▶ Set problem A
According to the job description, from which platform must custom monitoring scripts be transitioned?

▶ Text section
Job Description
The Key responsibilities include:
- Help design, build, deploy and configure the new monitoring infrastructure that will enable us to work faster and smarter.
- Work with tech-leads of system migrations to ensure they correctly monitor their new platform and help in the creation of alerting rules and escalation paths
- Ensure that the monitoring system itself if ‘monitored’ and there are redundant escalation paths to detect if parts have failed.
- Develop and maintain any code-base required to solve solutions and customer specific config
- Ensure the platform is configured as automatically as possible using technologies like service discovery, ansible, git to reduce manual configuration where possible
- Help tech-leads and system owners build Grafana and other dashboarding tools
- Work with our NOC teams and system owners to gather requirements for monitoring and alerting and ensure these critical functions are maintained during system transitions.
- Help transition custom monitoring scripts from Nagios to either Prometheus or icinga2 platforms.
- Integrate existing monitoring systems into the new design and help transition away systems as require
Qualification:
Basic degree or diploma in IT. Certifications from Microsoft and on Enterprise Linux, Cloud Foundations, AWS Cloud Practitioner or similar, Dev Ops centered training and quals
Experience
>5 years of experience in a systems admin role implementing, developing and maintaining enterprise level platforms preferably in the media industry
In-depth knowledge in the design and implementation of the following areas is crucial
- Management of Docker and/or Kubernetes Platforms
- Docker container build processes
- Redhat/Oracle Linux/CentOS System Administration
- Monitoring technologies: Prometheus, influx dB, icinga2, Nagios, SNMP, Grafana
- Logging technologies: Kibana, Elasticsearch, Cloud Watch
- Orchestration management with a focus on one of the following: Ansible, Cloud Formation, Terraform, Puppet, Chef
- JSON and API integration

▶ Supplied data
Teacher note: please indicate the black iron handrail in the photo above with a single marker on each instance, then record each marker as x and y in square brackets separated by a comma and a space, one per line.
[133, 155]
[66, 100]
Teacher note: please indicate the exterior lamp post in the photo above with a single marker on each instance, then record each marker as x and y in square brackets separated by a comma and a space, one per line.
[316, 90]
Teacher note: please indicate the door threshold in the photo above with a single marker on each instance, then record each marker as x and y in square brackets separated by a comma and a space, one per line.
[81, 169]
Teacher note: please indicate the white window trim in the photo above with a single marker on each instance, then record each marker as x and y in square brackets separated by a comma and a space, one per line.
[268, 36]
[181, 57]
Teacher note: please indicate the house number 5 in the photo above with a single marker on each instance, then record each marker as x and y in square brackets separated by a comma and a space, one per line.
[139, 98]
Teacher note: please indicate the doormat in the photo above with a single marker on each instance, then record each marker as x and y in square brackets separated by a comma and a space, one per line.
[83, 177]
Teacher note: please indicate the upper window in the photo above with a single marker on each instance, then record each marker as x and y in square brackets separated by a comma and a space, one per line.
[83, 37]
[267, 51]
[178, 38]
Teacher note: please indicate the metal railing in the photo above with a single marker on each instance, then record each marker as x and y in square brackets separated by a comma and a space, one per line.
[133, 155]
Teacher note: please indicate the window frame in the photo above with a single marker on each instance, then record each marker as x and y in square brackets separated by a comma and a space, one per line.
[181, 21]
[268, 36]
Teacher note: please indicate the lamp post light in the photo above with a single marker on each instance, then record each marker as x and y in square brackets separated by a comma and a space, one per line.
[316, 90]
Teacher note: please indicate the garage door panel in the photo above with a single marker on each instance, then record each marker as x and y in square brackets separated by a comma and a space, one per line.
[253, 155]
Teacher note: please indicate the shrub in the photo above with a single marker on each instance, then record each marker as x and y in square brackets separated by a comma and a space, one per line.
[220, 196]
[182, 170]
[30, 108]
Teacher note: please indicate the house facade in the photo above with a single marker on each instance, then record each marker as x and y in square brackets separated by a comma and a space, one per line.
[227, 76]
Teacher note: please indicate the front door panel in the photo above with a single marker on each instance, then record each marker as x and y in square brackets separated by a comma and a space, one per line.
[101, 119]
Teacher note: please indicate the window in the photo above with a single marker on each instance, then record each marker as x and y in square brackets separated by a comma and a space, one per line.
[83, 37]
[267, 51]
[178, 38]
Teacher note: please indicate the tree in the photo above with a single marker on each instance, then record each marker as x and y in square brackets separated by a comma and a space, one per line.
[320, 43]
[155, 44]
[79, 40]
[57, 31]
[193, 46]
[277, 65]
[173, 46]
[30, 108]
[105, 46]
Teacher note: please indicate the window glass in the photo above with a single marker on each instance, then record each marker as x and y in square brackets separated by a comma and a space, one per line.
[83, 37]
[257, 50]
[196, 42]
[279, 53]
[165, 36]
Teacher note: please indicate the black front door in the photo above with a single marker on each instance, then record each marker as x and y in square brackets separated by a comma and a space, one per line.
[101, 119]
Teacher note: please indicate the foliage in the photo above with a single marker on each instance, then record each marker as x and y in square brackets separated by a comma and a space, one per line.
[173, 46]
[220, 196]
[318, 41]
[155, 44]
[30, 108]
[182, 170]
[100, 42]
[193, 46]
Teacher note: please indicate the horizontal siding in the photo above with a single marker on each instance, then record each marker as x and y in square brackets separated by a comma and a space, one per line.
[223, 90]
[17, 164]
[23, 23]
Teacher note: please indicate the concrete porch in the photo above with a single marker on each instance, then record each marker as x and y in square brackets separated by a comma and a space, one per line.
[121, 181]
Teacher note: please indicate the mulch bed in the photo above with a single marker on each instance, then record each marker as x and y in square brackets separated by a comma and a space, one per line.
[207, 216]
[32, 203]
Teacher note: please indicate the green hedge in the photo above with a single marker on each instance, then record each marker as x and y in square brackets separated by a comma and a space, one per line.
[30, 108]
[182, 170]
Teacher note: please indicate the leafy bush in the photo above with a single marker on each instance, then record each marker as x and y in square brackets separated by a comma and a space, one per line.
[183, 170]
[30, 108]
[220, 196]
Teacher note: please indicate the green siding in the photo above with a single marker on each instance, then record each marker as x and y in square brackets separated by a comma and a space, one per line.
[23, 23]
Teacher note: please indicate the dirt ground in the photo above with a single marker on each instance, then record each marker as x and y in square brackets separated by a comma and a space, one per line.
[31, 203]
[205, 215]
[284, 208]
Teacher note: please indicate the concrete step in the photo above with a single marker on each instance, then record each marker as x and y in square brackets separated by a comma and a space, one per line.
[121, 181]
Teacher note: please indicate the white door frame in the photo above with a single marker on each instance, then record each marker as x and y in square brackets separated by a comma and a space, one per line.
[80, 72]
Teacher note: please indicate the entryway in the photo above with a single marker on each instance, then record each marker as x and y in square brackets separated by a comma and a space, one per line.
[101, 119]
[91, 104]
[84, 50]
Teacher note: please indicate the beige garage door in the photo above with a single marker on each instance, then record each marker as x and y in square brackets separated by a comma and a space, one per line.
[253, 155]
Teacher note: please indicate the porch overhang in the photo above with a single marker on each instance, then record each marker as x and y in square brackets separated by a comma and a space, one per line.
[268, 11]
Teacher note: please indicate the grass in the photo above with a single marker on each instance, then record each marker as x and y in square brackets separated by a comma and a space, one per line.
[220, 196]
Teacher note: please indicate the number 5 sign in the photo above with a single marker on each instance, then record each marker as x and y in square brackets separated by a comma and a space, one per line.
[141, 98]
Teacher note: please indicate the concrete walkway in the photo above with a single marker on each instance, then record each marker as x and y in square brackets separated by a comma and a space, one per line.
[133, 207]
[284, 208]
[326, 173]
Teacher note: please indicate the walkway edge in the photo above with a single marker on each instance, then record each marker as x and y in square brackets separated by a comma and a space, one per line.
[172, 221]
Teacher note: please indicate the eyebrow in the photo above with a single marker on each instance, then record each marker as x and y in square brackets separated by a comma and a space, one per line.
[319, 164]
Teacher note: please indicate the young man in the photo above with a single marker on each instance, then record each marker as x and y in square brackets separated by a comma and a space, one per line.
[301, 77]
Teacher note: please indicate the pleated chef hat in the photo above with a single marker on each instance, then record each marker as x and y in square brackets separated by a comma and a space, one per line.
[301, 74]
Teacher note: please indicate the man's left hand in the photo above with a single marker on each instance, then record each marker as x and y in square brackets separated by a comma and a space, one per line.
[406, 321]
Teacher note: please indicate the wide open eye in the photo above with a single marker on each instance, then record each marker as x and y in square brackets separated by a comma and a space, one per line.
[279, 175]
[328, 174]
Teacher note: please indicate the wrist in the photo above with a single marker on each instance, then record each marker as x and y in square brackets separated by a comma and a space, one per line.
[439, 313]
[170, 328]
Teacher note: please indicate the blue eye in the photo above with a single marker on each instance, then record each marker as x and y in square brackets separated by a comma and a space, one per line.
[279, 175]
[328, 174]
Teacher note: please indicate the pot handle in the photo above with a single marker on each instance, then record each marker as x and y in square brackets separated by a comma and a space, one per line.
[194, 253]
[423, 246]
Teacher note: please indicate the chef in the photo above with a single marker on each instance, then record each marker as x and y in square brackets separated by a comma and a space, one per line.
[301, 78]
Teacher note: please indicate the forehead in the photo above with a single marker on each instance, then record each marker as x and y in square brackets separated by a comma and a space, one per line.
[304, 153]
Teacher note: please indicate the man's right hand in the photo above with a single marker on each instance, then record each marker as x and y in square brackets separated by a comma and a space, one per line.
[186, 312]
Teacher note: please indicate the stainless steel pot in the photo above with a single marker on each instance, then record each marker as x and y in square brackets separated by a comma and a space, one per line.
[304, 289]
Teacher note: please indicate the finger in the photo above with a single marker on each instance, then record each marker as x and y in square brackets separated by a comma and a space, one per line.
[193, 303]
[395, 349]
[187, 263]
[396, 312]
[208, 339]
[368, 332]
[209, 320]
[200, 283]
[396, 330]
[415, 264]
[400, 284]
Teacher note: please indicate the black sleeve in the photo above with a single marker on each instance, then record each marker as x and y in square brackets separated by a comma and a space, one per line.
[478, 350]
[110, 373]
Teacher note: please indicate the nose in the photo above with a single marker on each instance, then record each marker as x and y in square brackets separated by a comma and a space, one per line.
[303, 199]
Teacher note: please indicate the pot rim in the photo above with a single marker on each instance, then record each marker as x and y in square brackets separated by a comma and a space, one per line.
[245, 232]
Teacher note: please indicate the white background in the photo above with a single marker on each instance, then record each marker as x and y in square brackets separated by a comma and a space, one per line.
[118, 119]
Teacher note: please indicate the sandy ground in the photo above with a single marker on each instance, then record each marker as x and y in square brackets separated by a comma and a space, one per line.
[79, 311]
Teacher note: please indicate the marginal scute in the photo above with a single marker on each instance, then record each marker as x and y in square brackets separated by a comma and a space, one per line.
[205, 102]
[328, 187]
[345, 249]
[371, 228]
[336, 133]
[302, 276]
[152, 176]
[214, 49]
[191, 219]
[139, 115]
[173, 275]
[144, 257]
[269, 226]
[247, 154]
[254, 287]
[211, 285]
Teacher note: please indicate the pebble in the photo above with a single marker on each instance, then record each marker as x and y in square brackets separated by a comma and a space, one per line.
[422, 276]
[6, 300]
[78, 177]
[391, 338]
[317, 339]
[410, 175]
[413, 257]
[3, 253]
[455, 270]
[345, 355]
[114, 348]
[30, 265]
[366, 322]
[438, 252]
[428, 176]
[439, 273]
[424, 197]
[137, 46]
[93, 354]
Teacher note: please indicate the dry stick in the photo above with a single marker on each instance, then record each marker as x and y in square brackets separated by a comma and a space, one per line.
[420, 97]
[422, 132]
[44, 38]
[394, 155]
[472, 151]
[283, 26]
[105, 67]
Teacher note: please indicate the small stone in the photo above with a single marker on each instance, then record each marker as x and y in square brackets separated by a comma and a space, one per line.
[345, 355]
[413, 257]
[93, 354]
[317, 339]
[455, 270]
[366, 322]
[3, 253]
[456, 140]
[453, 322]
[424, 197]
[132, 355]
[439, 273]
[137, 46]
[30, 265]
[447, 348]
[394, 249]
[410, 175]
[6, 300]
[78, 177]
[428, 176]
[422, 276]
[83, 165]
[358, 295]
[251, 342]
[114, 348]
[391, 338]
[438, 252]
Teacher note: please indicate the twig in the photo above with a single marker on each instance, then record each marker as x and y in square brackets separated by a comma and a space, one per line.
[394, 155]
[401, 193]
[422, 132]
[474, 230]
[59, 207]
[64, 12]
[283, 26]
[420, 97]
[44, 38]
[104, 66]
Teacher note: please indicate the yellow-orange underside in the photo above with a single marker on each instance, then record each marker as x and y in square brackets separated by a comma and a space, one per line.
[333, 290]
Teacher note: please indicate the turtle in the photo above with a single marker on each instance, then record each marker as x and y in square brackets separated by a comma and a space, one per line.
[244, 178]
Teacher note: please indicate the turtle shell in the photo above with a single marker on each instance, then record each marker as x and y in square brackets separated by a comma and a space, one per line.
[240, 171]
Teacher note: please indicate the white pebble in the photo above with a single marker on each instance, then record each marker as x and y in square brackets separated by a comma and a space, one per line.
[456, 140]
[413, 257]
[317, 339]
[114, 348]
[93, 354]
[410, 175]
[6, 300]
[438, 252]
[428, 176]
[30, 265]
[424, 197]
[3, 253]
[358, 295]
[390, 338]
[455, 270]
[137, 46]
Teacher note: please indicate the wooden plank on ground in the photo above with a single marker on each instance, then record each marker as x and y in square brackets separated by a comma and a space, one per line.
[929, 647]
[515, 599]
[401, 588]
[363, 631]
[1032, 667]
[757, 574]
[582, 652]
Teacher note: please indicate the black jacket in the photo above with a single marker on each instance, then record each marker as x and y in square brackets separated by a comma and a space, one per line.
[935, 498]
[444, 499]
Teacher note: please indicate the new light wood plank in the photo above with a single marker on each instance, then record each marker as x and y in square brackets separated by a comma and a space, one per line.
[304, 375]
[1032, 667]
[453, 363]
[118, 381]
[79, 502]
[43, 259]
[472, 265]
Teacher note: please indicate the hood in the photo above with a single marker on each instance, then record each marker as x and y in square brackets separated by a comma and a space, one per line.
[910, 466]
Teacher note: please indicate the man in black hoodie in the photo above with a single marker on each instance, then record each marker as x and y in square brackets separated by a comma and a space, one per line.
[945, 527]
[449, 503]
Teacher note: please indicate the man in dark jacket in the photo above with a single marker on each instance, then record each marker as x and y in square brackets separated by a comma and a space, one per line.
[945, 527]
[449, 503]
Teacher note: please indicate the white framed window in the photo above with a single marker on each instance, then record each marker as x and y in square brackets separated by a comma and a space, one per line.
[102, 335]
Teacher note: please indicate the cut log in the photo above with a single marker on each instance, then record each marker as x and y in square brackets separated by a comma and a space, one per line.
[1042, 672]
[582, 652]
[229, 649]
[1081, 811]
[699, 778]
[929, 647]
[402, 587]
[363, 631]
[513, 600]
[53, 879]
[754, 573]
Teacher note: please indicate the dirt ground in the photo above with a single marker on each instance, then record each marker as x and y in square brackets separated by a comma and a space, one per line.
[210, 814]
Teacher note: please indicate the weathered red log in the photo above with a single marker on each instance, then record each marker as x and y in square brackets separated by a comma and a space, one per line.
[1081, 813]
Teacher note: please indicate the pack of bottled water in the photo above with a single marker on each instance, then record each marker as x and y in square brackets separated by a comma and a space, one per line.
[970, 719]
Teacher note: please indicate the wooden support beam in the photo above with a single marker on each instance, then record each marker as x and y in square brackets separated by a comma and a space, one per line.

▶ Set problem B
Lay out the listing lines, starting with the line that contains "Teacher note: please indicate the man in dark" and going on through the line that contains "[1081, 813]", as a Markdown table with the columns Row and Listing line, leaving out any blank lines.

▶ Output A
Nagios.

▶ Output B
| Row | Listing line |
|---|---|
| 1 | Teacher note: please indicate the man in dark jacket in the photo above with a single marker on each instance, then record each marker as x and y in square brackets separated by a comma and a space, one per line. |
| 2 | [945, 527] |
| 3 | [449, 503] |
| 4 | Teacher note: please indicate the white framed window in the photo above with a single marker on each instance, then record each marker as x and y in square brackets separated by a comma and a space, one per line. |
| 5 | [102, 335] |
| 6 | Teacher note: please indicate the cut log in the photo above with a single marker on each instance, then record each marker as x and y in square brackets separated by a comma and a space, one per line. |
| 7 | [1042, 672] |
| 8 | [582, 652] |
| 9 | [229, 649] |
| 10 | [1081, 811] |
| 11 | [699, 778] |
| 12 | [929, 647] |
| 13 | [402, 587] |
| 14 | [363, 631] |
| 15 | [513, 600] |
| 16 | [53, 879] |
| 17 | [754, 573] |
| 18 | Teacher note: please indicate the dirt ground in the photo above with a single marker on each instance, then record each marker as x and y in square brackets separated by a comma and a space, one per line. |
| 19 | [210, 814] |
| 20 | Teacher note: please indicate the weathered red log in the photo above with a single marker on each instance, then record each marker as x and y in square brackets separated by a comma and a space, one per line. |
| 21 | [1081, 813] |